*TASK OBJECTIVE*
On how many lines of the records below does the string "negative" appear? Reply with only the number.

Segment Start: THE RECORDS

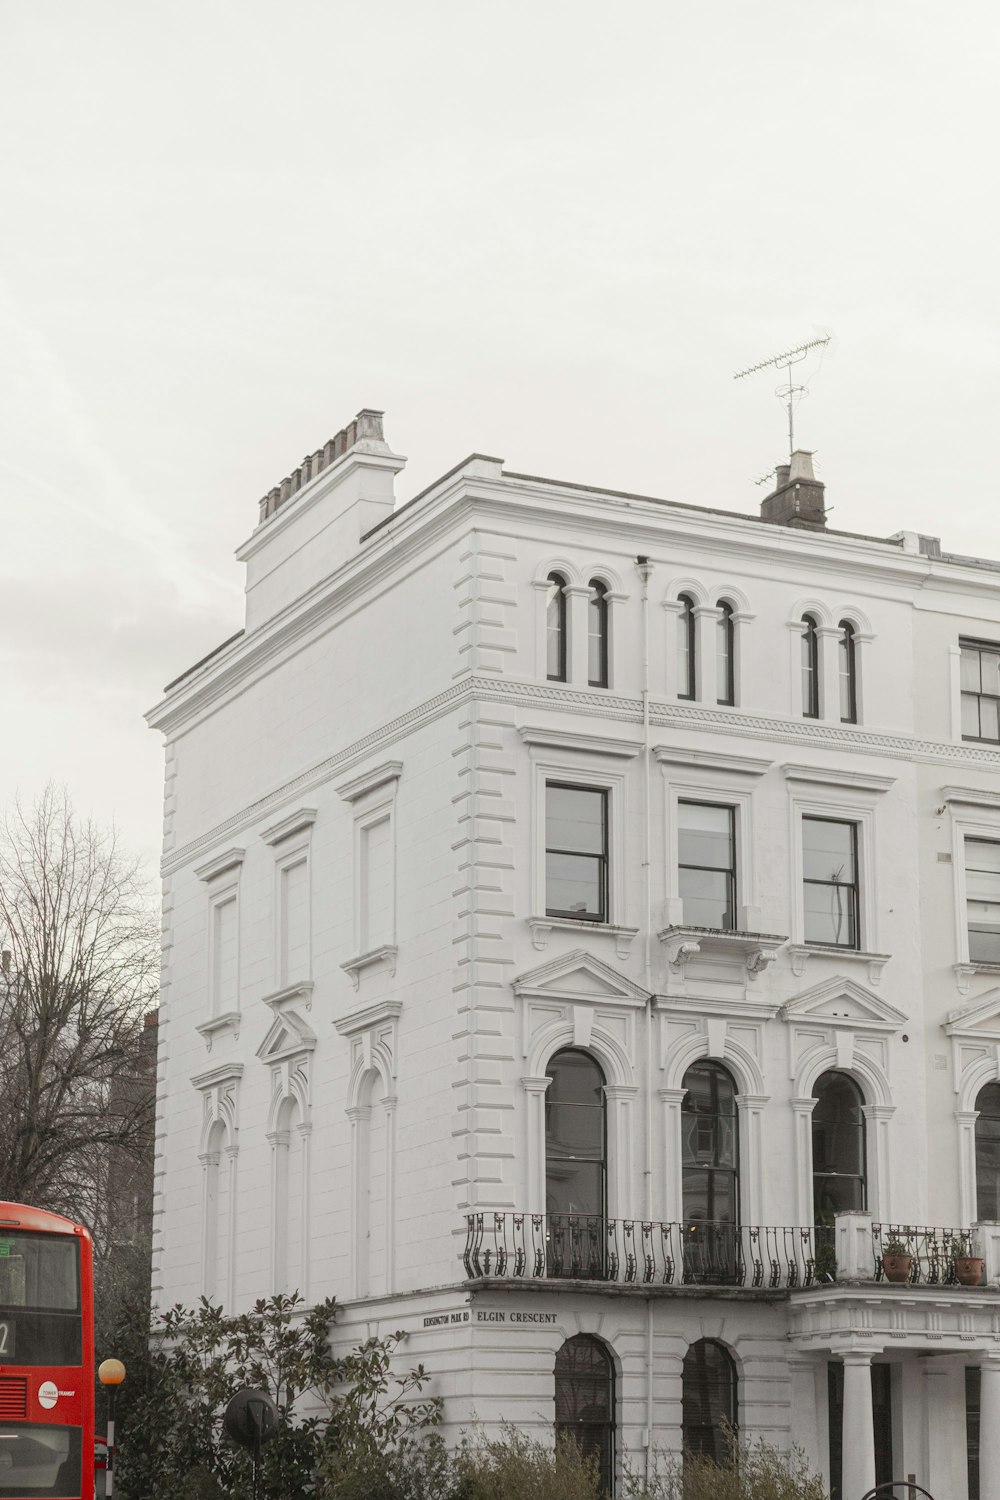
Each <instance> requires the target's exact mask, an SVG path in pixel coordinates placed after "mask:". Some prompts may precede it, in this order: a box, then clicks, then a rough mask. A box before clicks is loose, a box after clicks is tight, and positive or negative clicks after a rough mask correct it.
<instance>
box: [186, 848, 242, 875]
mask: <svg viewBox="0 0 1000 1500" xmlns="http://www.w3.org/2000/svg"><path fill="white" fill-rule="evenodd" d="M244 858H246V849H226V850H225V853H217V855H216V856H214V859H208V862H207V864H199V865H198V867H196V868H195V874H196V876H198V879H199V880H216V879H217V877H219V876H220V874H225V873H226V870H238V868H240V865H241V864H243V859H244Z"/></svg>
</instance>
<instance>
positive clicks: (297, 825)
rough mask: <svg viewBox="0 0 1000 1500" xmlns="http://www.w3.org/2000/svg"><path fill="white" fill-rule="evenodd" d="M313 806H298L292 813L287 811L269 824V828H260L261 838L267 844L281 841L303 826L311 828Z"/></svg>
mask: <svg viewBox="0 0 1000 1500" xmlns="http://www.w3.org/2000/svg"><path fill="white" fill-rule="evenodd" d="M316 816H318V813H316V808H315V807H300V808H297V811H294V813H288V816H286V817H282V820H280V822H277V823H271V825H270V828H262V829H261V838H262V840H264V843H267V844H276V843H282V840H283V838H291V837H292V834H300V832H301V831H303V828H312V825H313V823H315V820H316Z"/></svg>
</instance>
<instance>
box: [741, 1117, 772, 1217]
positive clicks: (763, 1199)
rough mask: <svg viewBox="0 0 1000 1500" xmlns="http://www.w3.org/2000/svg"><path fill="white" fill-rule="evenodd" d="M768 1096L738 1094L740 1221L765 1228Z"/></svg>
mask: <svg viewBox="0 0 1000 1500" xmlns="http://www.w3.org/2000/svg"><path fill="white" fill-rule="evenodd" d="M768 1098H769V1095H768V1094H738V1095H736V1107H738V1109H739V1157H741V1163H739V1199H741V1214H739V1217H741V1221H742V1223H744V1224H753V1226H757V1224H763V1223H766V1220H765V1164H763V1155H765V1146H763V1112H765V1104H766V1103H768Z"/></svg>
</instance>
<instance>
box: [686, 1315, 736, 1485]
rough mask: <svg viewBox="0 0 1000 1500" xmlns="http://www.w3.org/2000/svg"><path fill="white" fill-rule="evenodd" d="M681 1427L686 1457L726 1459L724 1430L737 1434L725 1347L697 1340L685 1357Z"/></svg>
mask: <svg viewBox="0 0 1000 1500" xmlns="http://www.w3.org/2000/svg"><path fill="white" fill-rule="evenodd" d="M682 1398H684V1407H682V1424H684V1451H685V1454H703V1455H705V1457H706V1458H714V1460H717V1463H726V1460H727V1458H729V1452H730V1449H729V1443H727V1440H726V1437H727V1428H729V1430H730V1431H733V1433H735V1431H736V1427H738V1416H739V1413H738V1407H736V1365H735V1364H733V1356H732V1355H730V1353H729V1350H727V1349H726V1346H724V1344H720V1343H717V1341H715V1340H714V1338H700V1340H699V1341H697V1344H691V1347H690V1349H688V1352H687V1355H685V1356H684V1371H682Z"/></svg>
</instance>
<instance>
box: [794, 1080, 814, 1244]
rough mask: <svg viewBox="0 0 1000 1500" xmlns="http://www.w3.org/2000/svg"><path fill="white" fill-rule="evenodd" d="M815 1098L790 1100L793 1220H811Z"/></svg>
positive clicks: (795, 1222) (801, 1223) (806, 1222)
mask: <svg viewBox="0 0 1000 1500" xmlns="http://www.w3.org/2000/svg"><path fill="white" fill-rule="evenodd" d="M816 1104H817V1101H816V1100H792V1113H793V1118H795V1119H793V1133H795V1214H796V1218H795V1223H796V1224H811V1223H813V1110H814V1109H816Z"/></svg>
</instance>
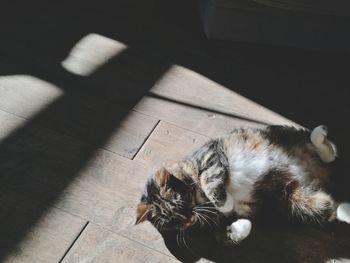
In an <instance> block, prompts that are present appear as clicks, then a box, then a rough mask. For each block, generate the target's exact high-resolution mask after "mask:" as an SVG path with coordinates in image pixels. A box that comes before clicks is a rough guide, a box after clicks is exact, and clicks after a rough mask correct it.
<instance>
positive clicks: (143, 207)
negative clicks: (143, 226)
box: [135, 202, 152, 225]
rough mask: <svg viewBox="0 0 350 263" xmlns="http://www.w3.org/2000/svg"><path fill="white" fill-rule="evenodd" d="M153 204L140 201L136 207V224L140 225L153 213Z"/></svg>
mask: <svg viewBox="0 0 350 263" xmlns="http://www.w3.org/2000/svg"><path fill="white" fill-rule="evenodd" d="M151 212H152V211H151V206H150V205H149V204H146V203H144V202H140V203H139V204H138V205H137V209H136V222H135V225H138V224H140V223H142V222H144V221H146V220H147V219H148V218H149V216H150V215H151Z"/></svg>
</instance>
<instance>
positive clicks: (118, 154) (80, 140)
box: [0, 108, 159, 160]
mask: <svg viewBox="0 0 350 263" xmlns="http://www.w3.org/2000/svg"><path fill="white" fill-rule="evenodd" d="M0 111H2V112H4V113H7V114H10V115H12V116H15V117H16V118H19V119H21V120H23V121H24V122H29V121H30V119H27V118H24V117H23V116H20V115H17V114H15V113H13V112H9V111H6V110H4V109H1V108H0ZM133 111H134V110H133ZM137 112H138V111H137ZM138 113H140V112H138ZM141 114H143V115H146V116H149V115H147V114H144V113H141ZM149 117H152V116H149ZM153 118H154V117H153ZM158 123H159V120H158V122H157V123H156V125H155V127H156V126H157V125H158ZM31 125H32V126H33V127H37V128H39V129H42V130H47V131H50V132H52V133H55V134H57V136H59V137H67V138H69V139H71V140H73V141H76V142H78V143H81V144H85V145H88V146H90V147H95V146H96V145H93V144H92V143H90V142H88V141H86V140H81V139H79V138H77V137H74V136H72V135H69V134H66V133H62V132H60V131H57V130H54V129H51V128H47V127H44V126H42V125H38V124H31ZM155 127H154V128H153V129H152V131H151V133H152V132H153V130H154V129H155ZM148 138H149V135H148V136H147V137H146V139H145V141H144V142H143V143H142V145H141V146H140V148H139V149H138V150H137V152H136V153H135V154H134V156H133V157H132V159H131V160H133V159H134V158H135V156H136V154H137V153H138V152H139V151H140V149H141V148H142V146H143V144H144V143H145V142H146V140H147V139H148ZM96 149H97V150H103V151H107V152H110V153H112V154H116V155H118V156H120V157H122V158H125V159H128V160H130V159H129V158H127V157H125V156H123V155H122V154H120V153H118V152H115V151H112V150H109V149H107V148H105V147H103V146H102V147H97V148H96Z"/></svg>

Segment End: THE RECORDS

*TASK SOLUTION*
2